The newspaper article shown on your post of 6:17pm yesterday, where it identifies the 18th Regt as the 18th Illinois.

And you're right. The article about Carson is fantastic. Quite a guy!
It's really neat for me to look at his photo and realize my ancestor looked at that same face on August 15, 1861.

This is the rest of the story, which I posted in a bio of my ancestor last year, including an account of the incident written by his commanding officer after the war:

While we were waiting for night to come I heard one of my men, Frank Gayden, talking about what he intended to do if he met the Yankees, as he called them. He never intended to take a prisoner, he would kill every one he got hold of. I remonstrated with him for his blood-thirsty talk, and asked him how he would like to have his intentions carried out against himself if he should be captured. That he said would never be, he would never be taken alive. Twelve hours more was to put him to the test.... I directed the lieutenant I had with me (I remember his name was Gooden) to take me to a quiet place not far from Charleston, into which place I proposed to go later in the day, and where we could get some sleep, for we had but little for two nights. He guided me to a skirt of woods about a mile from Charleston, which was in full view across an open field, and then proposed with two or three men he had with him to picket the roads for me. Having confidence in him I consented, directing him if he got any news of the enemy to let me know at once. Feeling secure I went to sleep, as did, I thought, all the men, but after some time I was awakened by Frank Gayden, who said there was a squad of men on the road whose actions he did not like. I went to a fence where I could see, three or four hundred yards away across the field on the road leading from Charleston, and which ran by my bivouac, three men on horseback, all in citizen’s clothes, and one of them I recognized as Lieutenant Gooden by his horse. They were sitting quietly on their horses and seemed to be talking. I told Gayden it was Gooden and, I supposed, some citizens, but to mount his horse and go and see what news there was, if any, and come back at once and report, and then went to sleep again. I did not wake up for some time, but when I did, and inquired for Gayden, I found he had not returned. Some of the men said they saw him ride up to the three men in the road and then all had ridden off briskly towards Charleston. About that time seeing a citizen in the road, I had him brought to me, and to my surprise and chagrin learned Gayden and Gooden were prisoners, and by that time nearly to Bird’s Point."

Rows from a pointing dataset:
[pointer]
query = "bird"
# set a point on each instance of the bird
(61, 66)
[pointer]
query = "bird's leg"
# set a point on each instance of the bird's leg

* _WHAT THIS TASK INVOLVES_: Extend the Civil War account of Frank Gayden's capture near Charleston, picking up right after its final sentence.

* _RESULT_:
Then, Sgt. Gayden's account, also written by Capt. Montgomery:

“(Later,) From Gayden I learned that Gooden had been taken prisoner by two scouts in plain clothes; that he seeing Gooden thought everything all right and rode up to the men. One of them leveled Gooden’s shotgun on him and told him to surrender, which he promptly did. I asked him why he did not attempt to escape, as he was well mounted as well as armed, and he knew help was at hand. He said the fellow looked like he would shoot – and this was the man who the day before did not intend to take prisoners and would die before he would be taken!